====== Data supplied ======
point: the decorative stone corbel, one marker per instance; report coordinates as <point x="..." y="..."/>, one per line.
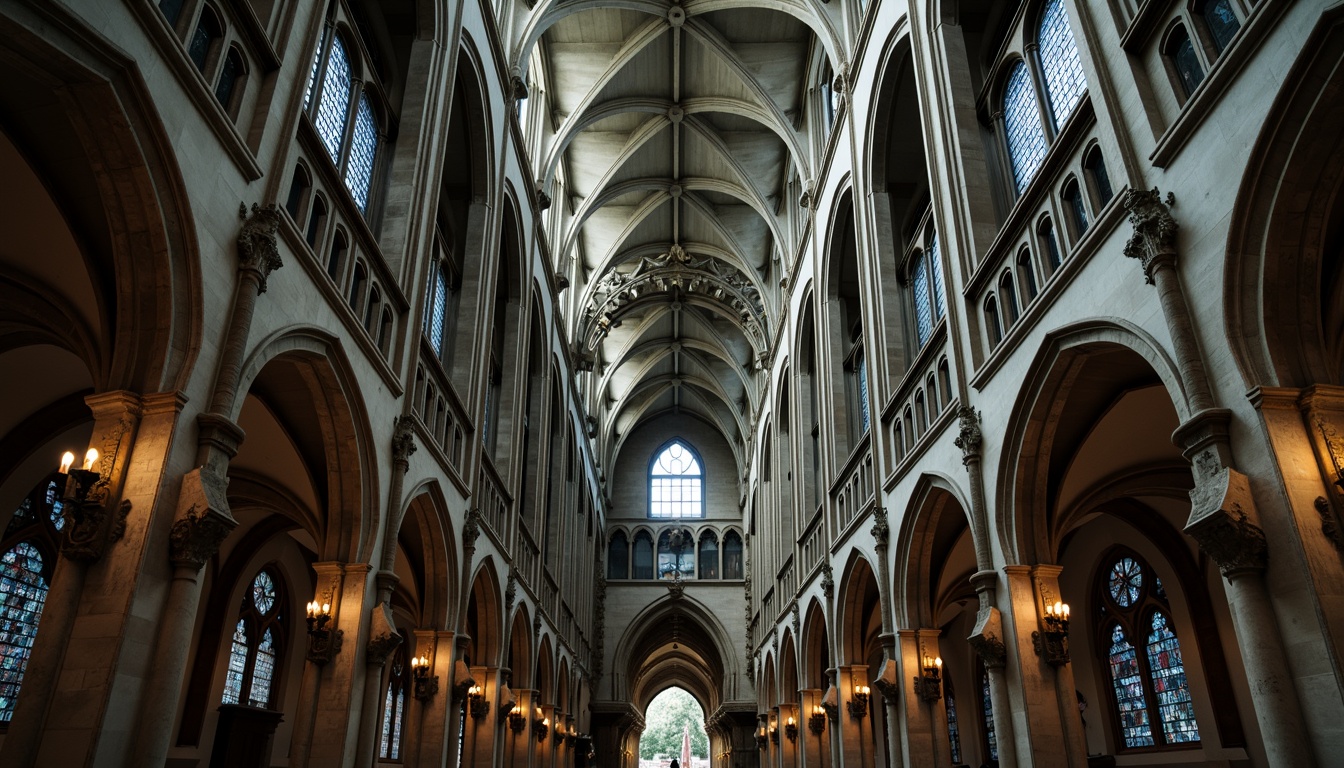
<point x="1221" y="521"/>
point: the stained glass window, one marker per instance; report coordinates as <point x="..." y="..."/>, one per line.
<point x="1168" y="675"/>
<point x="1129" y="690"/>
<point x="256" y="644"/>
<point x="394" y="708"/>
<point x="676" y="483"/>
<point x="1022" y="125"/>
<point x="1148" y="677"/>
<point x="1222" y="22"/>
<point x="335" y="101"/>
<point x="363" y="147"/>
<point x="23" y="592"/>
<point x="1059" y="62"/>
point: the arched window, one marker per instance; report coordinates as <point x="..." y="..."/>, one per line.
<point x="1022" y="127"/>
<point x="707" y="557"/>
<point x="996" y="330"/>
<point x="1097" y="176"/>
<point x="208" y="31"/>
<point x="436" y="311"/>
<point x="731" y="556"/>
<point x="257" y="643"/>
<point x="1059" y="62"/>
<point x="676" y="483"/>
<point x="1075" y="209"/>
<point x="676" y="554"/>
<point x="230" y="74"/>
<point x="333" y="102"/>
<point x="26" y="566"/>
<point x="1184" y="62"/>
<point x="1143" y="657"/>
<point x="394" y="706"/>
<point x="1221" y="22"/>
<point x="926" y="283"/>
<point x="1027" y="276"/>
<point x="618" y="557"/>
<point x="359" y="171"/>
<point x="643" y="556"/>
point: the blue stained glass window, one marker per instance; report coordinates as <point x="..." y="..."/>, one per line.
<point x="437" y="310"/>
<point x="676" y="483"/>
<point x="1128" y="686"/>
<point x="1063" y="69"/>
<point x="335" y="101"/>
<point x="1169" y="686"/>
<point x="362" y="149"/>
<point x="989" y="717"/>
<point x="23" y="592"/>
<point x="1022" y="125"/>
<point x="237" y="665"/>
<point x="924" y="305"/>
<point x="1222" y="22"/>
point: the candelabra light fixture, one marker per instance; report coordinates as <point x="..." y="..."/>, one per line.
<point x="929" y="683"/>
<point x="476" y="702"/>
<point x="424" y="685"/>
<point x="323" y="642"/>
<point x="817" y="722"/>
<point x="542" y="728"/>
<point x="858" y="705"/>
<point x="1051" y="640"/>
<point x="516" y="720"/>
======
Can you retype every record above exactly, leaving out the pictures?

point: the decorative stone corbel, one marker per instance; report coordinates as <point x="..." y="..."/>, one per line.
<point x="1221" y="521"/>
point: the stained glass window, one marker per instance; report coordinates as <point x="..." y="..."/>, one per line.
<point x="1168" y="675"/>
<point x="1129" y="690"/>
<point x="256" y="644"/>
<point x="394" y="708"/>
<point x="676" y="483"/>
<point x="1022" y="125"/>
<point x="1148" y="677"/>
<point x="1222" y="22"/>
<point x="335" y="101"/>
<point x="363" y="147"/>
<point x="23" y="592"/>
<point x="1059" y="62"/>
point: the arched window, one marker per instance; report coordinates as <point x="..." y="..."/>, one per line.
<point x="1022" y="127"/>
<point x="707" y="557"/>
<point x="996" y="330"/>
<point x="1097" y="176"/>
<point x="208" y="31"/>
<point x="436" y="311"/>
<point x="731" y="556"/>
<point x="257" y="643"/>
<point x="1059" y="62"/>
<point x="676" y="483"/>
<point x="1075" y="209"/>
<point x="676" y="554"/>
<point x="230" y="74"/>
<point x="333" y="102"/>
<point x="26" y="566"/>
<point x="1184" y="62"/>
<point x="1143" y="657"/>
<point x="394" y="706"/>
<point x="1221" y="22"/>
<point x="926" y="283"/>
<point x="1027" y="276"/>
<point x="618" y="557"/>
<point x="359" y="171"/>
<point x="643" y="556"/>
point: the blue stained glass window, one marker per instance; report coordinates as <point x="..." y="..."/>, one per line.
<point x="437" y="310"/>
<point x="676" y="483"/>
<point x="1128" y="686"/>
<point x="1063" y="69"/>
<point x="335" y="101"/>
<point x="1169" y="686"/>
<point x="362" y="149"/>
<point x="989" y="717"/>
<point x="23" y="592"/>
<point x="1022" y="125"/>
<point x="237" y="665"/>
<point x="924" y="305"/>
<point x="1222" y="22"/>
point: the candelabra light fixture, one marker per instance; report coordinates as <point x="..." y="..."/>, one per line.
<point x="929" y="683"/>
<point x="476" y="702"/>
<point x="424" y="685"/>
<point x="323" y="642"/>
<point x="817" y="722"/>
<point x="542" y="728"/>
<point x="858" y="705"/>
<point x="1051" y="640"/>
<point x="516" y="720"/>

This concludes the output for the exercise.